▶ _Angezeigter Textauszug_
Übersicht
- Das Wichtigste in Kürze
- Unfall und Invalidität: Wichtige Aspekte der Versicherung und Gutachtenerstellung
- Der Fall vor Gericht
- Die Schlüsselerkenntnisse
- Häufig gestellte Fragen (FAQ)
- Welche formalen Anforderungen muss eine ärztliche Invaliditätsfeststellung für die Unfallversicherung erfüllen?
- Welche Fristen gelten für die Einreichung der ärztlichen Invaliditätsfeststellung?
- Was muss der Arzt in der Invaliditätsfeststellung dokumentieren?
- Wie kann eine fehlerhafte oder unvollständige Invaliditätsfeststellung korrigiert werden?
- Wann kann die Versicherung eine ärztliche Invaliditätsfeststellung ablehnen?
- Glossar – Fachbegriffe kurz erklärt
- Wichtige Rechtsgrundlagen
- Das vorliegende Urteil
Das Wichtigste in Kürze
- Gericht: Landgericht Coburg
- Datum: 14.02.2024
- Aktenzeichen: 12 O 362/23
- Verfahrensart: Zivilverfahren
- Rechtsbereiche: Versicherungsrecht
Beteiligte Parteien:
- Klägerin: Die Klägerin beansprucht Leistungen aus einer privaten Unfallversicherung aufgrund eines behaupteten Unfallereignisses. Sie argumentiert, dass eine schriftliche ärztliche Invaliditätsfeststellung nicht erforderlich sei und dass sie aufgrund der dauerhaften Beeinträchtigung ihres Knies Anspruch auf die Versicherungsleistung hat.
- Beklagte: Die Beklagte, eine Versicherungsgesellschaft, lehnt die Leistung ab, da die notwendige ärztliche Invaliditätsfeststellung gemäß den Versicherungsbedingungen nicht vorliege und bestreitet, dass ein unfallbedingter Dauerschaden vorliegt.
Um was ging es?
- Sachverhalt: Die Klägerin machte Ansprüche aus einer privaten Unfallversicherung geltend. Sie behauptet, am 12.05.2021 einen Unfall erlitten zu haben, der zu einer dauerhaften Beeinträchtigung ihres rechten Knies geführt habe. Die Beklagte verweigerte die Auszahlung, da keine ärztliche Invaliditätsfeststellung innerhalb der vertraglich vorgeschriebenen Frist vorgelegt wurde.
- Kern des Rechtsstreits: Die zentrale Frage war, ob eine schriftliche ärztliche Invaliditätsfeststellung gemäß den Allgemeinen Unfallversicherungsbedingungen erforderlich ist, um den Anspruch auf Versicherungsleistungen zu begründen.
Was wurde entschieden?
- Entscheidung: Die Klage wurde abgewiesen.

▶ _Zu bearbeitende Aufgaben_
1. Nennen Sie sämtliche Angaben samt ihrem Wert, die im Textauszug unter „Das Wichtigste in Kürze“ vor „Beteiligte Parteien:“ aufgeführt sind.
2. Stimmen die folgenden Aussagen mit dem Textauszug überein? Beantworten Sie jede mit Ja oder Nein und belegen Sie sie mit einem wörtlichen Zitat.
(a) Die Klägerin gibt an, den Unfall am 12.05.2021 erlitten zu haben.
(b) Die Klägerin macht eine dauerhafte Beeinträchtigung ihres linken Knies geltend.
(c) Das Gericht gab der Klage statt.
Das anschließende Material steht in keinem Zusammenhang mit dem Textauszug.

▶ _Angezeigte Informationen_
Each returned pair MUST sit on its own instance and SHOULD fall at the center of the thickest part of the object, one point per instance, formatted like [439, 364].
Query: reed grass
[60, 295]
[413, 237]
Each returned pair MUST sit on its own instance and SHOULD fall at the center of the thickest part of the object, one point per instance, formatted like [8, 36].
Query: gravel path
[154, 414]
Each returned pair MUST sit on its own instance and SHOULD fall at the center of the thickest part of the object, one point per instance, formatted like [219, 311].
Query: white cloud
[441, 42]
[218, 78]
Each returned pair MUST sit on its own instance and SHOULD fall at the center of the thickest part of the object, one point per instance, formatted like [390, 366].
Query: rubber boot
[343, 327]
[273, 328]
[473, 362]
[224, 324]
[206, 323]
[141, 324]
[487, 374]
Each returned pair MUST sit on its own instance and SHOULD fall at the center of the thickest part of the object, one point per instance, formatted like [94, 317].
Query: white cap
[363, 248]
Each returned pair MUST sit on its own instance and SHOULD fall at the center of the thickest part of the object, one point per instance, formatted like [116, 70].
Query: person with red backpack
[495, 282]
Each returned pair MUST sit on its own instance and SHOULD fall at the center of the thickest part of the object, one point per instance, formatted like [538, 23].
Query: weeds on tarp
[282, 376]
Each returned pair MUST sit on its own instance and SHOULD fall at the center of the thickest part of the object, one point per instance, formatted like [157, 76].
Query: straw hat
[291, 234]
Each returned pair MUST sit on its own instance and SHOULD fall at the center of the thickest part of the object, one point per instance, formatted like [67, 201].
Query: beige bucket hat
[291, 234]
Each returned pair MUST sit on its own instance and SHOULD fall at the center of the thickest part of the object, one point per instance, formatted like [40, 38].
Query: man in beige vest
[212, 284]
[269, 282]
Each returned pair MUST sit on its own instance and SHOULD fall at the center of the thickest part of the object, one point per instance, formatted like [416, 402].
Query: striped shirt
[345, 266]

▶ _Antworten zu Aufgaben_
1.
- Gericht: Landgericht Coburg
- Datum: 14.02.2024
- Aktenzeichen: 12 O 362/23
- Verfahrensart: Zivilverfahren
- Rechtsbereiche: Versicherungsrecht

2.
(a) Ja: „Sie behauptet, am 12.05.2021 einen Unfall erlitten zu haben“
(b) Nein: „der zu einer dauerhaften Beeinträchtigung ihres rechten Knies geführt habe“
(c) Nein: „Die Klage wurde abgewiesen.“